**WHAT TO WORK ON**
Omit all pictures. Copy the rest of the material exactly.

**MATERIALS PROVIDED**
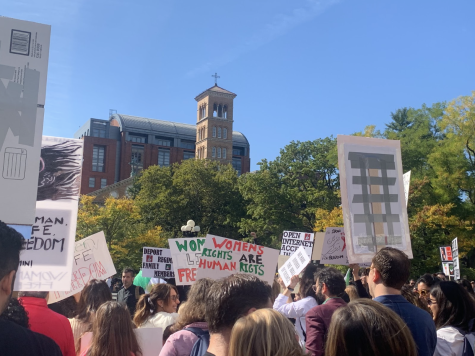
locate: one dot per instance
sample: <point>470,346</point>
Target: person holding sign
<point>298,309</point>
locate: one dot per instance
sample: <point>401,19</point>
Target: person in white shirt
<point>453,310</point>
<point>298,309</point>
<point>157,309</point>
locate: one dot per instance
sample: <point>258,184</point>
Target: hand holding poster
<point>294,265</point>
<point>334,247</point>
<point>157,263</point>
<point>186,254</point>
<point>222,257</point>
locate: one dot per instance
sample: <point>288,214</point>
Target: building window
<point>163,157</point>
<point>98,158</point>
<point>237,165</point>
<point>188,155</point>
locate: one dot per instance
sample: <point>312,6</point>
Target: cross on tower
<point>216,76</point>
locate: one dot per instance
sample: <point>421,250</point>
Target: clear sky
<point>302,69</point>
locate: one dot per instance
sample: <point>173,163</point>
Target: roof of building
<point>128,122</point>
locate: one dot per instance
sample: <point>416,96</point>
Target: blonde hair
<point>365,327</point>
<point>264,332</point>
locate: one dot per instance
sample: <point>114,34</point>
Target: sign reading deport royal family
<point>292,240</point>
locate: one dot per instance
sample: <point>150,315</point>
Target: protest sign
<point>24,51</point>
<point>372,193</point>
<point>157,263</point>
<point>334,247</point>
<point>291,241</point>
<point>92,260</point>
<point>222,257</point>
<point>186,254</point>
<point>47,259</point>
<point>294,265</point>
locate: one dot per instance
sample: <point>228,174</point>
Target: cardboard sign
<point>24,51</point>
<point>291,241</point>
<point>47,259</point>
<point>157,263</point>
<point>222,257</point>
<point>372,194</point>
<point>334,247</point>
<point>92,260</point>
<point>294,265</point>
<point>186,254</point>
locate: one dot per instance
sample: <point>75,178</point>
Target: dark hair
<point>456,307</point>
<point>11,242</point>
<point>393,265</point>
<point>147,304</point>
<point>129,270</point>
<point>307,281</point>
<point>333,279</point>
<point>16,313</point>
<point>94,294</point>
<point>231,298</point>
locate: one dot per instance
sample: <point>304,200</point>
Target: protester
<point>130,293</point>
<point>229,299</point>
<point>365,327</point>
<point>47,322</point>
<point>263,333</point>
<point>298,309</point>
<point>15,312</point>
<point>15,339</point>
<point>191,322</point>
<point>454,316</point>
<point>159,308</point>
<point>94,294</point>
<point>389,271</point>
<point>330,284</point>
<point>113,332</point>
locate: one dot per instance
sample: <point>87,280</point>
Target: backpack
<point>201,345</point>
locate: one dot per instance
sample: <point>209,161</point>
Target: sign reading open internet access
<point>292,240</point>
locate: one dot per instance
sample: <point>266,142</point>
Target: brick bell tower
<point>214,126</point>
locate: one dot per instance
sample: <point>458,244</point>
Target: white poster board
<point>186,254</point>
<point>334,247</point>
<point>372,194</point>
<point>24,50</point>
<point>157,263</point>
<point>92,260</point>
<point>222,257</point>
<point>47,260</point>
<point>291,240</point>
<point>294,265</point>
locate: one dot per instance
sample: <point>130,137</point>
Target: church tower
<point>214,127</point>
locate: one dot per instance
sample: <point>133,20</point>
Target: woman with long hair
<point>94,294</point>
<point>453,311</point>
<point>262,333</point>
<point>367,328</point>
<point>181,342</point>
<point>297,310</point>
<point>157,309</point>
<point>113,332</point>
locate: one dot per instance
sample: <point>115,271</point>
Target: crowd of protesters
<point>378,313</point>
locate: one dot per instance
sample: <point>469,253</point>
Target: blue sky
<point>302,69</point>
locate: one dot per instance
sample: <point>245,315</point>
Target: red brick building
<point>112,148</point>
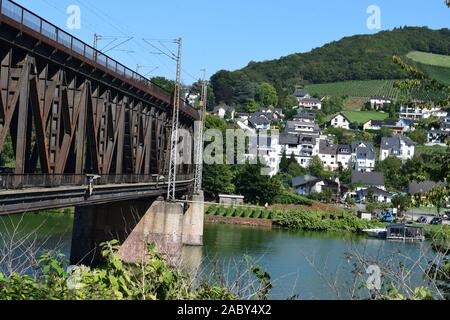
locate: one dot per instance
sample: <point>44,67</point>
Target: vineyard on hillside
<point>432,59</point>
<point>371,88</point>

**SOLUTION FOR THIS TASK**
locate: one dot per instance
sample: <point>470,346</point>
Target: person holding sign
<point>298,309</point>
locate: one dot per instance
sample: <point>401,19</point>
Target: person in white shirt
<point>453,310</point>
<point>298,309</point>
<point>157,309</point>
locate: one dot per instance
sample: <point>258,184</point>
Target: hand holding poster
<point>294,265</point>
<point>334,247</point>
<point>157,263</point>
<point>186,254</point>
<point>222,257</point>
locate: one dot per instance
sample: <point>288,214</point>
Target: building window
<point>163,157</point>
<point>98,158</point>
<point>237,165</point>
<point>188,155</point>
locate: one dot per instance
sample: <point>312,6</point>
Target: cross on tower
<point>216,76</point>
locate: one dot per instance
sample: <point>421,250</point>
Target: clear sky
<point>302,69</point>
locate: one dot per instance
sample: <point>173,163</point>
Target: roof of building
<point>128,122</point>
locate: one dot per instance
sample: <point>416,96</point>
Target: blonde hair
<point>365,327</point>
<point>264,332</point>
locate: one dot per instance
sample: <point>114,34</point>
Target: sign reading deport royal family
<point>292,240</point>
locate: one dot per instance
sample: <point>150,315</point>
Target: protest sign
<point>24,51</point>
<point>372,193</point>
<point>157,263</point>
<point>334,247</point>
<point>291,241</point>
<point>92,260</point>
<point>222,257</point>
<point>186,254</point>
<point>47,259</point>
<point>294,265</point>
locate: one dot per instance
sample: <point>228,174</point>
Target: cardboard sign
<point>24,51</point>
<point>291,241</point>
<point>47,259</point>
<point>157,263</point>
<point>222,257</point>
<point>372,194</point>
<point>334,247</point>
<point>92,260</point>
<point>294,265</point>
<point>186,254</point>
locate: one dot per instance
sample: <point>75,178</point>
Target: dark hair
<point>456,307</point>
<point>11,242</point>
<point>393,265</point>
<point>147,304</point>
<point>129,270</point>
<point>307,281</point>
<point>333,279</point>
<point>16,313</point>
<point>94,294</point>
<point>231,298</point>
locate: one dot per instance
sample: <point>304,200</point>
Target: protester
<point>130,293</point>
<point>229,299</point>
<point>365,327</point>
<point>47,322</point>
<point>263,333</point>
<point>298,309</point>
<point>15,312</point>
<point>15,339</point>
<point>191,322</point>
<point>454,316</point>
<point>159,308</point>
<point>94,294</point>
<point>389,271</point>
<point>330,284</point>
<point>113,332</point>
locate: one dot per instance
sample: <point>87,280</point>
Target: backpack
<point>201,345</point>
locate: one dot per instance
sample: <point>209,161</point>
Target: sign reading open internet access
<point>292,240</point>
locate: one dot per instance
sample: <point>266,142</point>
Target: brick bell tower
<point>214,126</point>
locate: one dot per instance
sample: <point>458,244</point>
Target: white poster board
<point>186,254</point>
<point>334,247</point>
<point>372,194</point>
<point>24,50</point>
<point>157,263</point>
<point>92,260</point>
<point>222,257</point>
<point>47,260</point>
<point>291,240</point>
<point>294,265</point>
locate: one dot per instance
sample: <point>130,137</point>
Target: church tower
<point>214,127</point>
locate: one dot per instance
sample: <point>133,20</point>
Target: woman with long hair
<point>94,294</point>
<point>453,311</point>
<point>262,333</point>
<point>367,328</point>
<point>181,342</point>
<point>297,310</point>
<point>157,309</point>
<point>113,332</point>
locate: one dot per instance
sample: <point>115,271</point>
Target: crowd of protesters
<point>378,313</point>
locate: one dot per instance
sample: <point>469,253</point>
Target: blue sky
<point>302,69</point>
locate: one dot per instance
sample: <point>245,315</point>
Target: red brick building
<point>112,148</point>
locate: one dot per instance
sample: <point>44,67</point>
Target: vineyard on hillside
<point>432,59</point>
<point>371,88</point>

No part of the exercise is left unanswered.